Entries:

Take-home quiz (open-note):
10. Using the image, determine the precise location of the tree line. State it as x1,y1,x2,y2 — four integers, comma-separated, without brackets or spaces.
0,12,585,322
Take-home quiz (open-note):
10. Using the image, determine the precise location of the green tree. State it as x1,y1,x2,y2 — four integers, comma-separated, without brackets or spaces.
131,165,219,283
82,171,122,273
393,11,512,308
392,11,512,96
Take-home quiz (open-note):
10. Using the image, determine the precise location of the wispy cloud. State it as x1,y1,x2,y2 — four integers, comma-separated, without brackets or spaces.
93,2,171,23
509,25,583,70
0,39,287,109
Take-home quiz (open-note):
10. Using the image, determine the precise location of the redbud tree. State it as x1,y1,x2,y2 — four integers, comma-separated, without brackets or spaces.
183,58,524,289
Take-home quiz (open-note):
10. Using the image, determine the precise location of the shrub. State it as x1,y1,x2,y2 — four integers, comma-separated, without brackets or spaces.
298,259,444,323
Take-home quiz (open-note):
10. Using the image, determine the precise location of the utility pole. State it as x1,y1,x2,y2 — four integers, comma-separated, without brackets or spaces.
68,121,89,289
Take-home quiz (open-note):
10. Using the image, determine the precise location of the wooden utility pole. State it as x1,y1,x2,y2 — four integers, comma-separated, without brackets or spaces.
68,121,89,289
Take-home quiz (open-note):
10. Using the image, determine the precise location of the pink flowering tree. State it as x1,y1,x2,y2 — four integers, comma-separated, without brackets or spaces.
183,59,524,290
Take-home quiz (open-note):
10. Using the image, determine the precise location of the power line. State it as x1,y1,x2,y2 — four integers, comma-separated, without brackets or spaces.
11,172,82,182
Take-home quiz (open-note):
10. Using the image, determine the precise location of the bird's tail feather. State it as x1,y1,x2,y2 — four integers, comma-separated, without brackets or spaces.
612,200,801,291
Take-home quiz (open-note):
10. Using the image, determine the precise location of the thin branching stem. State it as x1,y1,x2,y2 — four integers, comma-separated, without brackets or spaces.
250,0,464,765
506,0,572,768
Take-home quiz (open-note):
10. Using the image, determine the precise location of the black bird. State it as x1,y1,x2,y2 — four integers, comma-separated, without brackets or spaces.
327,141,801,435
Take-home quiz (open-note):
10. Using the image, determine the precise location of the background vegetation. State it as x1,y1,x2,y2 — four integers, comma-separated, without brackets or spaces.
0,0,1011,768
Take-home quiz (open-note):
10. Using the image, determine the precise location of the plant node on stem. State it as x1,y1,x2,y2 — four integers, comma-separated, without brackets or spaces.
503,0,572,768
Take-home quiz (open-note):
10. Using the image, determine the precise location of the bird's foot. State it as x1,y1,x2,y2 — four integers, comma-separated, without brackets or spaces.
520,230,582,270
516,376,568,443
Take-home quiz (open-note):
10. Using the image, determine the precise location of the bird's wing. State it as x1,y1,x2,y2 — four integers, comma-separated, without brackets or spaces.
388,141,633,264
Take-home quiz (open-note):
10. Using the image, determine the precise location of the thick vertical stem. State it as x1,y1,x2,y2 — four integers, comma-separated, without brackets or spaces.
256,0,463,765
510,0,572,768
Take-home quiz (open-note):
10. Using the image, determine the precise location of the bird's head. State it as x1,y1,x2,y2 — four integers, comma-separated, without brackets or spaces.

Set task: Repeat all of the material above, line for line, with no changes.

Response:
Take-home quiz (open-note):
10. Using the image, determine the precise location of the tree line. State it as x1,y1,x2,y2 — four integers, comma-separated, without brackets or spaces.
0,12,585,322
Take-home quiz (open-note):
10. Using the image, determine the precise location of the green tree. State it as x1,y1,x2,y2 — four integers, comma-separated, without brackets or spaces.
131,165,219,283
82,171,122,273
393,11,512,308
392,11,512,96
Take-home quiz (open-note):
10. Using the image, determine the precise location of the wispy cloud. State it as x1,y1,x2,y2 — four integers, comma-separated, without brackets or spaces.
93,2,171,23
509,25,583,70
0,39,287,109
Take-home quiz (open-note):
10. Using the image, determine the precise location of the redbud tree. State it as x1,y1,x2,y2 — four integers, comma-separated, without brackets or spaces.
183,58,524,289
Take-home quiz (open-note):
10. Using the image, determine the precise location of the shrub. State it as x1,y1,x2,y2 — four integers, comma-separated, without brackets or spaces.
298,259,444,323
Take-home quiz (open-note):
10. Using the image, determine the precise location of the utility pole. State it as x1,y1,x2,y2 — four integers, comma-separated, without brackets or spaces.
68,121,89,289
Take-home quiz (open-note):
10. Using the image, determine the precise location of the wooden utility pole. State it as x1,y1,x2,y2 — four integers, comma-separated, without brackets or spaces.
68,121,89,289
Take-home quiz (open-note):
10. Using the image, determine the precise location of the pink flowering tree. State it as x1,y1,x2,y2 — four integers, comma-separated, without brackets or spaces.
183,59,524,290
Take-home quiz (open-note):
10. Using the image, determine the precise location of the power line. State it as x1,y1,x2,y2 — four integers, comma-separated, without brackets or spaces.
11,172,82,182
Take-home quiz (open-note):
10. Using the image, determine the precise location of the bird's tail feather. State it as x1,y1,x2,y2 — four integers, comma-separated, without brackets or spaces.
612,200,801,291
Take-home quiz (open-note):
10. Using the image, determine the precise location of the thin branching stem. State it as x1,y1,x2,y2 — four integers, comma-separated, without brackets or spaces.
250,0,464,765
506,0,572,768
Take-home quiz (open-note):
10. Using the image, determine the precise location of the black bird. State it as x1,y1,x2,y2 — four integers, comma-separated, without brackets or spaces.
327,141,801,435
Take-home quiz (open-note):
10. Using the image, determine the precise location of the background vegetation. State it as x1,y1,x2,y2 — four integers, comma-separated, without brackets or spaces.
0,0,1011,768
Take-home quiz (open-note):
10. Using the image, determine the precise location of the plant node on stem. State it as x1,y1,x2,y2 — four integers, comma-separated, without brackets or spaces.
503,0,572,768
Take-home quiz (open-note):
10. Using the image, determine the precise location of the bird's foot. State it as x1,y1,x2,y2 — four integers, comma-separated, without brackets or spaces.
520,230,582,270
516,376,568,443
Take-home quiz (open-note):
10. Using the image, determine the precise location of the bird's wing. State it as x1,y1,x2,y2 — four integers, comma-separated, without brackets or spaces.
388,141,633,264
Take-home quiz (open-note):
10. Using the image, determine the precise location of the thick vertical stem. State it as x1,y1,x2,y2 — four integers, comma-separated, without brackets or spaces.
256,0,463,765
510,0,572,768
Take-home quiz (open-note):
10. Using the image, determine the precise location of the bird's head. State it as x1,y1,x2,y2 — four integers, comma-separated, without brackets or spaces.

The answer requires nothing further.